■ **SUPPLIED PASSAGE**:
┄┄┄┄┄┄┄┄┄┄┄┄┄┄┄┄┄┄┄┄
THORNBURGH: What did I say?

HELFAND: You said union.


HELFAND: But Lucille, didn't you, um, did you actually -- I mean, how did you find out about this? Did you go back to the office and you knocked on the door and --

THORNBURGH: What office?

HELFAND: The mill office. How did you know?

THORNBURGH: How did we know what?

HELFAND: How did you know about this blacklist?

THORNBURGH: Oh, oh, how did I know about it. I went back just like everybody else did, to the mill gate, to apply for my job, and they told me no, not to ever come back there again, that I was blacklisted. I was told by the superintendent that I was blacklisted. I was told to my face. I didn't get a letter or anything, that I could never come back there again. They were letting other people in but when it come to me to go in the gate they said no, definitely no.

HELFAND: So you turned away.


THORNBURGH: And went back home. What else could I do?

HELFAND: How did you feel?

THORNBURGH: Well, at the time, I guess I wondered well, what am I going to do, I'm blacklisted and I haven't worked anywhere else, what, what, what can I do? So I just started wondering where I was going to find a job and of course being blacklisted, I couldn't get a job, nobody else in Knoxville would hire me. There wasn't any store or restaurant or anything like that, that's going to hire a blacklisted person. I suppose they thought I was violent or something like that, but I couldn't, I couldn't find a job here in Knoxville. And I finally did get a job, with the help of some friends, at TVA, as a file clerk.


HELFAND: Now, Lucille, when you walked away from that gate, did you think to yourself, did I do the wrong, thing, should I have stood up and spoke out like this? I mean, did you start to question your own motivation?

THORNBURGH: Oh, I definitely did.

HELFAND: OK, can you start with when I walked away from the gate, and think about what was in your head.

THORNBURGH: When I walked away from the gate, after being told that I was blacklisted, for just a short time there, I had guilt feelings. Maybe I should have done this, maybe I should have done that. I was taking the whole responsibility on my shoulders, you know I should have done this. And then I thought well, it's not only here, it's lost everywhere. Is that what you wanted me to say?
┄┄┄┄┄┄┄┄┄┄┄┄┄┄┄┄┄┄┄┄
■ **SUPPLIED INFORMATION**:
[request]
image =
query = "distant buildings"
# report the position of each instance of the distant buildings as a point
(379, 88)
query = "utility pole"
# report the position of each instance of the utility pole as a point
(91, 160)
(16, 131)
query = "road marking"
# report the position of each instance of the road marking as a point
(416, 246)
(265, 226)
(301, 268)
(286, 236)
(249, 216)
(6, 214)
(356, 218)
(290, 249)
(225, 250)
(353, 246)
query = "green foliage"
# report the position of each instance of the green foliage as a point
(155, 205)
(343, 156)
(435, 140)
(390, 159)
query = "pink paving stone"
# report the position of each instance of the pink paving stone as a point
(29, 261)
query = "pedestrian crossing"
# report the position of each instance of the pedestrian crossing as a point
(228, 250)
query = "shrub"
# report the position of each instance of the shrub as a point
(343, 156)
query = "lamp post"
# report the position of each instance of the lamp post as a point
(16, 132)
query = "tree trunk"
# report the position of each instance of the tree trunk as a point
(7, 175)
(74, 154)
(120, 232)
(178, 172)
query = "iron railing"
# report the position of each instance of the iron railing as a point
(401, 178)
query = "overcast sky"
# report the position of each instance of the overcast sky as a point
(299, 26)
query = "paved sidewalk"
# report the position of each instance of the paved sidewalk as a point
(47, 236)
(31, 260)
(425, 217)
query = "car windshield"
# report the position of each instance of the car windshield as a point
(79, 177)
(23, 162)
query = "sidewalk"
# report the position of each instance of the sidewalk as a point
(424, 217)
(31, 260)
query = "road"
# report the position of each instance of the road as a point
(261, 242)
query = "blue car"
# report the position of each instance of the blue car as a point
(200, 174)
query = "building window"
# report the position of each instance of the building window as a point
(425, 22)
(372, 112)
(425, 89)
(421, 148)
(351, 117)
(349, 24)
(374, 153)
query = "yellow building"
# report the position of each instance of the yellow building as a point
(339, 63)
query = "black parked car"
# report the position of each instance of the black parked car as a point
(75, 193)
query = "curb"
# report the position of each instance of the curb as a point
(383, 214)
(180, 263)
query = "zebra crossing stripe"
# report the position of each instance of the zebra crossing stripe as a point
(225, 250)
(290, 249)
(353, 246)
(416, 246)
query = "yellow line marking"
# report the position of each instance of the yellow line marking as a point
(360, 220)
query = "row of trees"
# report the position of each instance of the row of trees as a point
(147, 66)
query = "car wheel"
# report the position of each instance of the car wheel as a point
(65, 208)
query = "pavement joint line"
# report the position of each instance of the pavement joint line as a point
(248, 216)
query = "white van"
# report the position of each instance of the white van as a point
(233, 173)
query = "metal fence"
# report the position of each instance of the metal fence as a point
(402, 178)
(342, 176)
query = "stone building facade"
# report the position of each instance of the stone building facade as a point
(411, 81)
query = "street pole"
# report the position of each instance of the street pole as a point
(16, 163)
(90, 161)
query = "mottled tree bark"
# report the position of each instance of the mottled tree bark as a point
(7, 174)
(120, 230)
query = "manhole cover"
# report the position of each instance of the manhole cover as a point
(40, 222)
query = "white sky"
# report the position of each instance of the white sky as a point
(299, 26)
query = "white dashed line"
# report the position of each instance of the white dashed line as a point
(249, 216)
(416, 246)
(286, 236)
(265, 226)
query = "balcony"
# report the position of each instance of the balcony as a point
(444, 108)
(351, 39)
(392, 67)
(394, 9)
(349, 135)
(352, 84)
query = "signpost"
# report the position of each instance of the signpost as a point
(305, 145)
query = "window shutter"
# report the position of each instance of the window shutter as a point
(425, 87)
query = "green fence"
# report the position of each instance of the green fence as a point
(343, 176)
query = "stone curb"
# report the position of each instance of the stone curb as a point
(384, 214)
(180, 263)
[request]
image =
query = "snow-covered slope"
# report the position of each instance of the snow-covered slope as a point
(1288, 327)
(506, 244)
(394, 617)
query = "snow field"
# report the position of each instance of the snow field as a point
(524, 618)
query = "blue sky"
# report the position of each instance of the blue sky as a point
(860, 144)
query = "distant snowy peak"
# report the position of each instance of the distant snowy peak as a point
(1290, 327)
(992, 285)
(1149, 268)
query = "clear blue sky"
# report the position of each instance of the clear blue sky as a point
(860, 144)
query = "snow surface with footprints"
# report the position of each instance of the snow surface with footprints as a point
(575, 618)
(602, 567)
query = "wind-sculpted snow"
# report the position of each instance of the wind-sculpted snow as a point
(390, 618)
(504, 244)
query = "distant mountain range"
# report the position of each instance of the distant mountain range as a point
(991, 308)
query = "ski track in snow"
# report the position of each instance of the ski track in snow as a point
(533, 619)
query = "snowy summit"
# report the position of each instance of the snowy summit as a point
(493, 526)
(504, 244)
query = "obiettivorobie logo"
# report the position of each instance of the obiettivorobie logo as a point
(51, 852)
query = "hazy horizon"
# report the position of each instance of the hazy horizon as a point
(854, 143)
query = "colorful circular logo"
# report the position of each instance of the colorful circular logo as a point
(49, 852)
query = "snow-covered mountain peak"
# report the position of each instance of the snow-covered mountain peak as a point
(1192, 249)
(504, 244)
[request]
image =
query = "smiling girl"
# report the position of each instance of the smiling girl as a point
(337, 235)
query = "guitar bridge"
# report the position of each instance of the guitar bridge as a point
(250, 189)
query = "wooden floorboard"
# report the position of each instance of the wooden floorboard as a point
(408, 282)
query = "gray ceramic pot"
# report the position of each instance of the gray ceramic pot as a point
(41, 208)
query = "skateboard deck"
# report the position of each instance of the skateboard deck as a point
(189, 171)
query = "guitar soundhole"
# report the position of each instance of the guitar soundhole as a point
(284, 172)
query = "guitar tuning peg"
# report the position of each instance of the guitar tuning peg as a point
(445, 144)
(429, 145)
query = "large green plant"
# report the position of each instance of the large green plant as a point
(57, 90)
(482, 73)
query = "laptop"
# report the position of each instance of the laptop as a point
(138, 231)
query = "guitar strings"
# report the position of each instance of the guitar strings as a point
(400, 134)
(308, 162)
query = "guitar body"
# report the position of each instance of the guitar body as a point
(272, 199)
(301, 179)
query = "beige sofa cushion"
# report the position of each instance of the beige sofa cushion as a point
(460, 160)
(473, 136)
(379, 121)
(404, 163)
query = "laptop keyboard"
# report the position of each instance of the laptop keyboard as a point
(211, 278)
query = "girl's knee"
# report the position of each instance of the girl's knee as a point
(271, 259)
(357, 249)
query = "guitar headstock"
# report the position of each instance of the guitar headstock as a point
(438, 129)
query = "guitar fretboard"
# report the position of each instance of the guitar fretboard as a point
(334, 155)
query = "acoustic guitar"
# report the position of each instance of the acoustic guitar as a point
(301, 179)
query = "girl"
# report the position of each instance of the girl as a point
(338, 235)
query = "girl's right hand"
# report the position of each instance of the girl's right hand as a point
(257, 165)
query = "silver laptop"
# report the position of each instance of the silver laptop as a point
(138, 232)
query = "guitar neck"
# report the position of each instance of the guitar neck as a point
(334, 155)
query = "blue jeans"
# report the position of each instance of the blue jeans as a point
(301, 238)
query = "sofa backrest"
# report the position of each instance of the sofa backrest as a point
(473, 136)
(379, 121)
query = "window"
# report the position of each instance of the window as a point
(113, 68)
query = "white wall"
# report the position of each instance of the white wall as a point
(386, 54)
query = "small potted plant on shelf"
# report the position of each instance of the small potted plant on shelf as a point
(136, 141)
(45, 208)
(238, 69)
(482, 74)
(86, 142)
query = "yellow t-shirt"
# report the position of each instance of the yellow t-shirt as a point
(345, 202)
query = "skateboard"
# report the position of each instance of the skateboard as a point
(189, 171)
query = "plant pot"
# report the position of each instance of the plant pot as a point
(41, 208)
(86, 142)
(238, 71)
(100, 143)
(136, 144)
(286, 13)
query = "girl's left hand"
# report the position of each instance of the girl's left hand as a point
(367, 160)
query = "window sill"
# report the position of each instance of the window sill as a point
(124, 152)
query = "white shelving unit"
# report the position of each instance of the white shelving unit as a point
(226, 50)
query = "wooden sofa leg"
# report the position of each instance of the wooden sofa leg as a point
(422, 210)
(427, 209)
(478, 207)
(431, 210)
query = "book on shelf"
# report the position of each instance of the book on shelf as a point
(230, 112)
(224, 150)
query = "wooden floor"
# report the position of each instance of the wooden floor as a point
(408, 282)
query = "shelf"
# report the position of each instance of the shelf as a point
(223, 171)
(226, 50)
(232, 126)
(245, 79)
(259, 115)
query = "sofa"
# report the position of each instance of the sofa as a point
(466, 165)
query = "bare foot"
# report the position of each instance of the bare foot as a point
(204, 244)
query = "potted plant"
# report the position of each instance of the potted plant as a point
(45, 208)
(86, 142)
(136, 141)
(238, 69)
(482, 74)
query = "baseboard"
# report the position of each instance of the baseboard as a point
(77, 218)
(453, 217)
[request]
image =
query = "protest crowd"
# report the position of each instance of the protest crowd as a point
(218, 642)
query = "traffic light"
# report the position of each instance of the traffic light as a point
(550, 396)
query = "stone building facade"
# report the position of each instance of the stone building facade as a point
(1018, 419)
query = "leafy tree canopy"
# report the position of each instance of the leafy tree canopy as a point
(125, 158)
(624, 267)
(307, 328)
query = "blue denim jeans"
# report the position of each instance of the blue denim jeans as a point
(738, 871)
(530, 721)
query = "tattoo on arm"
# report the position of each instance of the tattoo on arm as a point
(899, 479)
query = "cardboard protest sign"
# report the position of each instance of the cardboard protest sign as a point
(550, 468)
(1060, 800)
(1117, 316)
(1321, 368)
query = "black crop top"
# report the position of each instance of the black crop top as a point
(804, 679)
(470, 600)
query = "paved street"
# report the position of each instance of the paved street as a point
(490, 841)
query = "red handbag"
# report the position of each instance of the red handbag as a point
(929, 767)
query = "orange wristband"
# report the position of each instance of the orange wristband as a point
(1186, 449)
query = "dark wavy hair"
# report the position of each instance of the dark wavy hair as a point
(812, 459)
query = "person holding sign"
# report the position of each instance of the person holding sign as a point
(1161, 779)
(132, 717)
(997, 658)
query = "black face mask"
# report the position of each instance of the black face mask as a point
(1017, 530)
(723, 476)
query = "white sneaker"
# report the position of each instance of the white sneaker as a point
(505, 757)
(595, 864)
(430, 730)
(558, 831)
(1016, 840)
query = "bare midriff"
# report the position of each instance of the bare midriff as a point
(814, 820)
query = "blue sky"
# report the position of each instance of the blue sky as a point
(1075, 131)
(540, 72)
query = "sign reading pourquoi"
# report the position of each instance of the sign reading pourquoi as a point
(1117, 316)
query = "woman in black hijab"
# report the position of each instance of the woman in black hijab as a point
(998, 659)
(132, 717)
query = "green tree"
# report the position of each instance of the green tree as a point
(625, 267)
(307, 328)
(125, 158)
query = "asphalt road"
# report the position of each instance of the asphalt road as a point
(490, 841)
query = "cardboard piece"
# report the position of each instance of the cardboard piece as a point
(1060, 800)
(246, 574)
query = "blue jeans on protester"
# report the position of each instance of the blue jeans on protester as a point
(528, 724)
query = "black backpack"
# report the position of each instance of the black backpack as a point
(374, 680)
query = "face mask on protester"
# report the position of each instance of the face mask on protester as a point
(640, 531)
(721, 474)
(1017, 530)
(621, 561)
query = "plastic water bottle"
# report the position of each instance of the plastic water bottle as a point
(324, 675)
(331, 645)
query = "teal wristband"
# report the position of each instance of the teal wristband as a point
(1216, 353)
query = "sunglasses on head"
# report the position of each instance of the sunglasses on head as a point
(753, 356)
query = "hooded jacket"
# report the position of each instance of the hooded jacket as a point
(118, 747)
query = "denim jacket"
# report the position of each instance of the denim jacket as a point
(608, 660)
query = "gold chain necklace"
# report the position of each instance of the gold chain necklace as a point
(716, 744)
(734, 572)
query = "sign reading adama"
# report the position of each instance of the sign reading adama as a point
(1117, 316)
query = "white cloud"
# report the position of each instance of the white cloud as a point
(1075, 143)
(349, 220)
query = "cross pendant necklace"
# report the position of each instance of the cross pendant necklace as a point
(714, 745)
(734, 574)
┄┄┄┄┄┄┄┄┄┄┄┄┄┄┄┄┄┄┄┄
■ **DIRECTION A**: From the blacklist interview, list every question Helfand asks that begins with the word "how".
■ **DIRECTION B**: In the blacklist interview, what job did Thornburgh finally get?
■ **DIRECTION C**: Please carry on the blacklist interview from where it stops.
The material plays no part in this.

■ **WRITTEN ANSWER A**:
- How did you find out about this?
- How did you know?
- How did you know about this blacklist?
- How did you feel?

■ **WRITTEN ANSWER B**: With the help of some friends, she got a job as a file clerk at TVA.

■ **WRITTEN ANSWER C**:
HELFAND: No. I want you to think about it and tell me the truth. At least, you know, I don't --

THORNBURGH: Well, I just felt guilty that I hadn't.

HELFAND: Did you feel guilty?


THORNBURGH: Yeah, that maybe I hadn't done everything I should have done. And I, I thought too, I was proud of what we did. I thought maybe it's a start. And a lot of people, a lot of the textile workers thought that too. Well, we lost this one but maybe we'll gain the next one. So it was not, you know, it was really not a -- it was frustrating but it wasn't hopeless.

HELFAND: And you didn't just give up, because I know that you started -- you maintained your sense of community.

THORNBURGH: After ah, when I was told that I was blacklisted forever, that I could never work in the mills again, what I had learned in the strike, about the labor movement, I knew that there was no other way that textile workers were 00:23:00ever going to gain any foothold or have any power or do anything, except through their united strength in a union. I, I realized that even though the strike was lost, all of this effort that we've put into it and all of this education that we got out of this has not been lost. How's that?

HELFAND: Lucille, did you feel let down by the national union when the strike ended?

THORNBURGH: I didn't know enough about what was -- (phone rings) Uh-oh.

[break in video]

THORNBURGH: I hope so. OK, bye.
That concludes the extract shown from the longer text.